(Stored data entries)
= Beginning of Section =

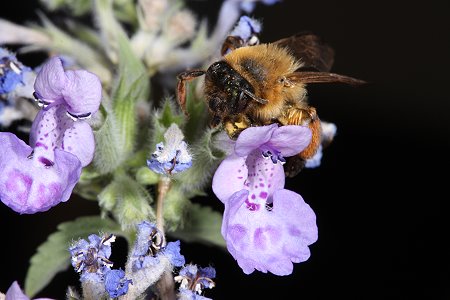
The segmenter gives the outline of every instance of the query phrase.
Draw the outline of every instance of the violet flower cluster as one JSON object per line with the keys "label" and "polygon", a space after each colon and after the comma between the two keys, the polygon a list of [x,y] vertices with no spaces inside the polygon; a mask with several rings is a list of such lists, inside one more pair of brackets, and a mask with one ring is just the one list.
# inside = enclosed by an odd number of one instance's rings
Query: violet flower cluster
{"label": "violet flower cluster", "polygon": [[111,269],[111,243],[116,237],[105,234],[102,237],[91,234],[88,241],[80,239],[69,248],[72,266],[80,273],[80,281],[101,296],[105,292],[116,298],[128,292],[128,285],[133,281],[125,277],[121,269]]}
{"label": "violet flower cluster", "polygon": [[57,57],[42,67],[34,89],[43,109],[33,121],[30,145],[0,132],[0,199],[23,214],[69,199],[81,169],[94,157],[94,135],[83,119],[98,110],[101,100],[96,75],[65,71]]}

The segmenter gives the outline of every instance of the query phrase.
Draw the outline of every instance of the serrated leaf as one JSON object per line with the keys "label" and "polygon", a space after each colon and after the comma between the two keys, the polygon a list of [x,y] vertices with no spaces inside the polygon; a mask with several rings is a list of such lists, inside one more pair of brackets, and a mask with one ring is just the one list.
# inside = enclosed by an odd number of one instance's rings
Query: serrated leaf
{"label": "serrated leaf", "polygon": [[37,248],[30,260],[30,268],[25,278],[25,293],[32,298],[41,291],[53,277],[70,265],[70,244],[89,234],[109,232],[128,238],[120,230],[119,224],[111,219],[98,216],[80,217],[74,221],[58,225],[57,231],[49,235],[47,241]]}
{"label": "serrated leaf", "polygon": [[220,233],[222,214],[208,206],[192,204],[187,221],[182,229],[169,234],[186,242],[201,242],[226,247],[225,240]]}

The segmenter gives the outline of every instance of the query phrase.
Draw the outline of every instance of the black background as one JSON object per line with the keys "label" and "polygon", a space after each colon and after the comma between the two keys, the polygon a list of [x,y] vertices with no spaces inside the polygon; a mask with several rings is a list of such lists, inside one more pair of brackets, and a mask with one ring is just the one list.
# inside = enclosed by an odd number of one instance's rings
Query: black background
{"label": "black background", "polygon": [[[28,2],[2,3],[0,16],[36,20],[38,5]],[[215,2],[189,5],[212,11],[214,19]],[[263,20],[263,42],[310,30],[335,49],[334,72],[369,84],[310,88],[321,118],[338,127],[322,166],[287,181],[317,215],[319,240],[310,247],[311,258],[295,264],[291,276],[245,275],[229,253],[182,243],[188,262],[216,267],[217,287],[206,296],[449,299],[443,201],[449,184],[450,24],[444,1],[285,0],[258,6],[253,15]],[[221,209],[213,196],[198,201]],[[96,203],[80,199],[37,215],[20,216],[0,205],[0,290],[13,280],[23,286],[29,258],[57,224],[97,212]],[[113,252],[120,248],[121,240]],[[72,269],[39,296],[63,299],[68,284],[78,285]]]}

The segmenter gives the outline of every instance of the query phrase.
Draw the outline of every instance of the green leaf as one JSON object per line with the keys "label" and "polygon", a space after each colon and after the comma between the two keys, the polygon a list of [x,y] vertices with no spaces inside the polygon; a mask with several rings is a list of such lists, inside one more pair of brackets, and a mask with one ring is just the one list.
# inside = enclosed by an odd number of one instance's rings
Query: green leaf
{"label": "green leaf", "polygon": [[80,217],[61,223],[57,229],[37,248],[30,260],[25,278],[25,292],[30,298],[41,291],[58,272],[67,269],[70,265],[68,248],[73,241],[98,232],[109,232],[127,238],[117,223],[98,216]]}
{"label": "green leaf", "polygon": [[176,174],[175,177],[183,190],[188,192],[199,190],[210,182],[212,172],[225,156],[222,150],[216,149],[213,145],[217,133],[216,129],[208,129],[195,144],[191,145],[194,157],[192,167]]}
{"label": "green leaf", "polygon": [[107,41],[105,50],[110,59],[119,64],[112,100],[120,145],[128,156],[134,149],[138,130],[136,103],[148,100],[150,79],[143,63],[134,55],[125,31],[114,18],[111,0],[96,0],[95,14],[104,40]]}
{"label": "green leaf", "polygon": [[199,139],[199,132],[203,132],[208,126],[208,110],[204,99],[197,98],[196,89],[197,81],[193,81],[188,85],[189,93],[186,97],[186,109],[189,113],[184,132],[186,141],[193,143]]}
{"label": "green leaf", "polygon": [[136,172],[136,181],[142,185],[157,184],[159,175],[151,171],[147,166],[141,167]]}
{"label": "green leaf", "polygon": [[[106,106],[106,103],[104,103],[103,107]],[[100,174],[113,172],[125,160],[116,117],[112,110],[107,110],[107,112],[108,115],[103,125],[100,129],[94,131],[95,155],[93,165]]]}
{"label": "green leaf", "polygon": [[178,184],[172,184],[164,199],[164,221],[169,231],[184,226],[186,210],[191,202]]}
{"label": "green leaf", "polygon": [[33,45],[38,48],[56,51],[74,57],[80,65],[97,75],[102,83],[109,84],[112,74],[107,68],[108,60],[101,52],[89,47],[80,40],[74,39],[72,36],[56,27],[45,15],[38,13],[44,24],[44,27],[38,27],[51,38],[51,43]]}
{"label": "green leaf", "polygon": [[208,206],[192,204],[188,211],[186,225],[169,234],[186,242],[201,242],[226,247],[220,233],[222,214]]}
{"label": "green leaf", "polygon": [[150,194],[133,178],[117,173],[114,180],[99,194],[99,204],[112,212],[123,230],[133,230],[144,220],[155,220]]}

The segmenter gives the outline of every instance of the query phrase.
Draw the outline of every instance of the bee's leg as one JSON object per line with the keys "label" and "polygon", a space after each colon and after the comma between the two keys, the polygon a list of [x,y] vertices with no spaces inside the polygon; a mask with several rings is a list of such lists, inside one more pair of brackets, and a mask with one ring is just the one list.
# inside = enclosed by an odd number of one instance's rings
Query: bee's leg
{"label": "bee's leg", "polygon": [[312,137],[308,147],[306,147],[299,154],[299,156],[304,160],[311,158],[314,156],[314,154],[316,154],[317,149],[319,149],[321,143],[322,135],[322,126],[320,124],[320,119],[317,115],[316,109],[314,107],[308,107],[305,112],[306,114],[303,114],[305,117],[304,119],[309,119],[308,127],[309,129],[311,129]]}
{"label": "bee's leg", "polygon": [[230,53],[234,49],[241,48],[242,46],[244,46],[244,41],[240,37],[229,35],[223,42],[220,53],[224,56],[225,54]]}
{"label": "bee's leg", "polygon": [[228,136],[235,140],[242,131],[250,127],[251,122],[246,116],[239,116],[234,119],[227,119],[223,124]]}
{"label": "bee's leg", "polygon": [[199,76],[204,75],[206,72],[203,70],[191,70],[184,71],[183,73],[178,74],[178,84],[177,84],[177,99],[178,104],[180,104],[181,109],[184,114],[187,116],[188,112],[186,110],[186,81],[191,81]]}
{"label": "bee's leg", "polygon": [[303,125],[311,129],[312,137],[309,145],[296,156],[288,157],[284,165],[284,172],[288,177],[294,177],[305,166],[306,160],[312,158],[321,143],[322,126],[314,107],[293,108],[279,119],[283,125]]}

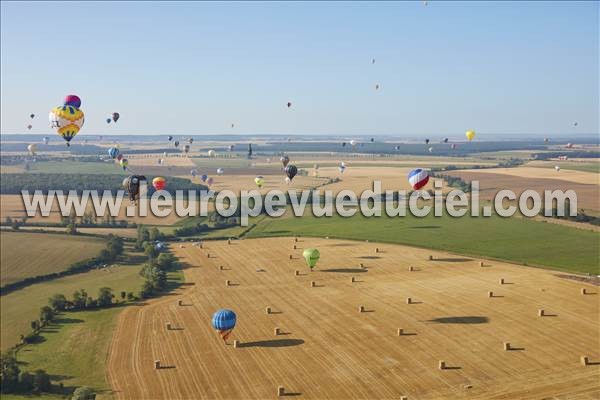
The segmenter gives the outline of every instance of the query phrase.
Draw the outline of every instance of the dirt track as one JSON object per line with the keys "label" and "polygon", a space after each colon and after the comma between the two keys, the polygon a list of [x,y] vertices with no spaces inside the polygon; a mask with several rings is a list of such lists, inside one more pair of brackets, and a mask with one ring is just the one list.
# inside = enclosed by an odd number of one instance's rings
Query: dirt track
{"label": "dirt track", "polygon": [[[174,246],[188,286],[120,314],[107,372],[116,396],[264,399],[283,385],[313,399],[600,397],[596,287],[404,246],[307,238],[293,245],[276,238]],[[312,273],[300,259],[309,246],[321,251]],[[581,295],[582,287],[594,294]],[[237,313],[231,339],[243,347],[224,345],[211,328],[219,308]],[[552,316],[538,317],[539,308]],[[275,327],[284,334],[275,336]],[[504,351],[505,341],[516,349]],[[581,355],[597,364],[582,366]],[[155,359],[166,367],[155,370]],[[439,360],[450,368],[439,370]]]}

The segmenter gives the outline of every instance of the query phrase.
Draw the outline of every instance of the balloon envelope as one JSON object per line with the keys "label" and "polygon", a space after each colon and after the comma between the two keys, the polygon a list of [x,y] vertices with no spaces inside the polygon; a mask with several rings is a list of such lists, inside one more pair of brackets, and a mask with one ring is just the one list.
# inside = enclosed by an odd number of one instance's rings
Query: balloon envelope
{"label": "balloon envelope", "polygon": [[154,189],[156,190],[163,190],[166,185],[167,180],[162,176],[157,176],[156,178],[152,179],[152,186],[154,186]]}
{"label": "balloon envelope", "polygon": [[475,137],[475,131],[466,131],[465,136],[467,137],[467,139],[470,142]]}
{"label": "balloon envelope", "polygon": [[65,106],[72,106],[75,108],[81,107],[81,99],[76,94],[68,94],[65,96],[65,100],[63,101]]}
{"label": "balloon envelope", "polygon": [[265,184],[265,178],[263,178],[262,176],[257,176],[256,178],[254,178],[254,183],[256,183],[256,186],[261,188]]}
{"label": "balloon envelope", "polygon": [[429,182],[429,174],[427,171],[417,168],[413,169],[408,174],[408,183],[414,190],[419,190]]}
{"label": "balloon envelope", "polygon": [[108,155],[114,160],[119,155],[119,149],[117,149],[116,147],[111,147],[110,149],[108,149]]}
{"label": "balloon envelope", "polygon": [[222,309],[213,314],[212,326],[218,331],[227,331],[235,328],[237,316],[231,310]]}
{"label": "balloon envelope", "polygon": [[290,181],[294,179],[296,174],[298,173],[298,168],[295,165],[288,165],[285,167],[285,175],[290,178]]}
{"label": "balloon envelope", "polygon": [[321,253],[317,249],[310,248],[310,249],[305,249],[302,252],[302,256],[304,257],[304,260],[306,261],[306,265],[308,265],[308,267],[310,269],[313,269],[315,267],[315,265],[317,265],[317,261],[319,261],[319,258],[321,258]]}
{"label": "balloon envelope", "polygon": [[121,115],[118,112],[112,113],[112,120],[117,122],[121,118]]}
{"label": "balloon envelope", "polygon": [[32,143],[32,144],[30,144],[29,146],[27,146],[27,151],[29,151],[29,153],[30,153],[32,156],[35,156],[35,152],[37,151],[37,144],[35,144],[35,143]]}
{"label": "balloon envelope", "polygon": [[54,107],[48,115],[50,126],[69,145],[69,142],[77,135],[84,122],[83,111],[71,105]]}

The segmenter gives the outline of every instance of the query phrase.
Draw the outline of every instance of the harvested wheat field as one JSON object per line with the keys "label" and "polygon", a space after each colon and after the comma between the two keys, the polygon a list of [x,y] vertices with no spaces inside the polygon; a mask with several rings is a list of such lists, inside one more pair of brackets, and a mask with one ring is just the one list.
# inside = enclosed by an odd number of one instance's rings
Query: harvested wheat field
{"label": "harvested wheat field", "polygon": [[[119,316],[107,369],[118,398],[265,399],[278,386],[312,399],[600,396],[599,290],[559,273],[341,240],[184,246],[185,288]],[[237,313],[237,348],[211,328],[220,308]]]}

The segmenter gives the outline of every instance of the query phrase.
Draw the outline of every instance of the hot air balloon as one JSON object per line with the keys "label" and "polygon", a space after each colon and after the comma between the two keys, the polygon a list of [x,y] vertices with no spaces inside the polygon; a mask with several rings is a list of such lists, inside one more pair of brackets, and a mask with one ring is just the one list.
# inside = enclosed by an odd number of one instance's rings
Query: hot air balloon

= End of Section =

Required work »
Provide an exact copy of only the lines from the beginning of the entries through the line containing "Draw the outline of every instance of the violet", both ends included, with no pictures.

Response below »
The segmenter gives the outline of every instance of the query phrase.
Draw the outline of every instance of the violet flower cluster as one JSON object per line with the keys "label" and "polygon", a space after each colon and after the comma between the two keys, the polygon a list of [x,y] vertices with no spaces inside the polygon; a mask with several rings is a list of such lists, inside one more pair of brackets, and a mask with one ring is just the one list.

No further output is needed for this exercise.